**INPUT RECORDS:**

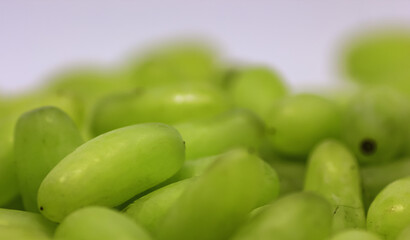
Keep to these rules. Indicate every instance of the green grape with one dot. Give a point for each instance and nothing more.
(112, 168)
(211, 136)
(99, 223)
(170, 105)
(376, 177)
(183, 62)
(257, 89)
(8, 178)
(297, 123)
(297, 216)
(379, 57)
(405, 234)
(374, 125)
(42, 138)
(291, 175)
(356, 234)
(333, 173)
(151, 209)
(389, 213)
(219, 200)
(22, 225)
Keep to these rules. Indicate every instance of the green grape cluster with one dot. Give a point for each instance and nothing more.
(176, 145)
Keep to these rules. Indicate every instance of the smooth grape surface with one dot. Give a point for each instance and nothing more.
(112, 168)
(256, 89)
(333, 173)
(99, 223)
(297, 216)
(297, 123)
(166, 104)
(43, 137)
(211, 136)
(218, 201)
(21, 225)
(389, 213)
(150, 210)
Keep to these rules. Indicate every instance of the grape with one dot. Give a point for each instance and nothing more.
(214, 205)
(405, 234)
(297, 216)
(184, 62)
(206, 137)
(99, 223)
(256, 88)
(151, 209)
(356, 234)
(374, 125)
(376, 177)
(331, 168)
(389, 213)
(8, 178)
(112, 168)
(297, 123)
(15, 224)
(170, 105)
(42, 138)
(379, 57)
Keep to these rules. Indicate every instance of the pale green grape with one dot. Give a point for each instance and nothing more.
(166, 104)
(99, 223)
(150, 210)
(376, 177)
(297, 123)
(374, 125)
(389, 213)
(112, 168)
(181, 62)
(380, 57)
(333, 173)
(219, 200)
(356, 234)
(42, 138)
(8, 177)
(405, 234)
(257, 89)
(297, 216)
(22, 225)
(211, 136)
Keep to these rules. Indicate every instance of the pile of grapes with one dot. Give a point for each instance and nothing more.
(178, 145)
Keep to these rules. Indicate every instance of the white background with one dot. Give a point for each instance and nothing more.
(298, 38)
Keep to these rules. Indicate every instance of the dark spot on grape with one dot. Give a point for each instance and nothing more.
(368, 146)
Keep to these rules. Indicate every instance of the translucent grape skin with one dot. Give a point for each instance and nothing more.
(166, 104)
(297, 123)
(21, 225)
(389, 213)
(356, 234)
(215, 135)
(218, 201)
(374, 125)
(257, 89)
(296, 216)
(405, 234)
(376, 177)
(333, 172)
(379, 57)
(112, 168)
(175, 63)
(42, 138)
(99, 223)
(150, 210)
(11, 111)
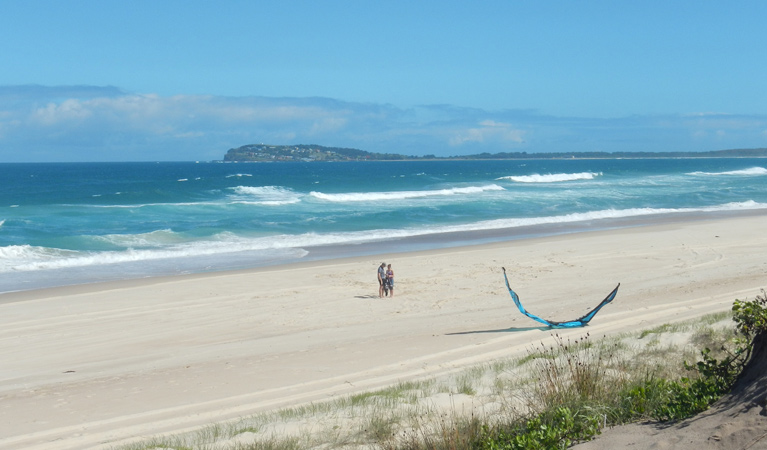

**BRIEF:** Count the lines above that contain the string "green", matching case exactly. Reply with the number alone.

**RESPONSE TO THE EXERCISE:** 3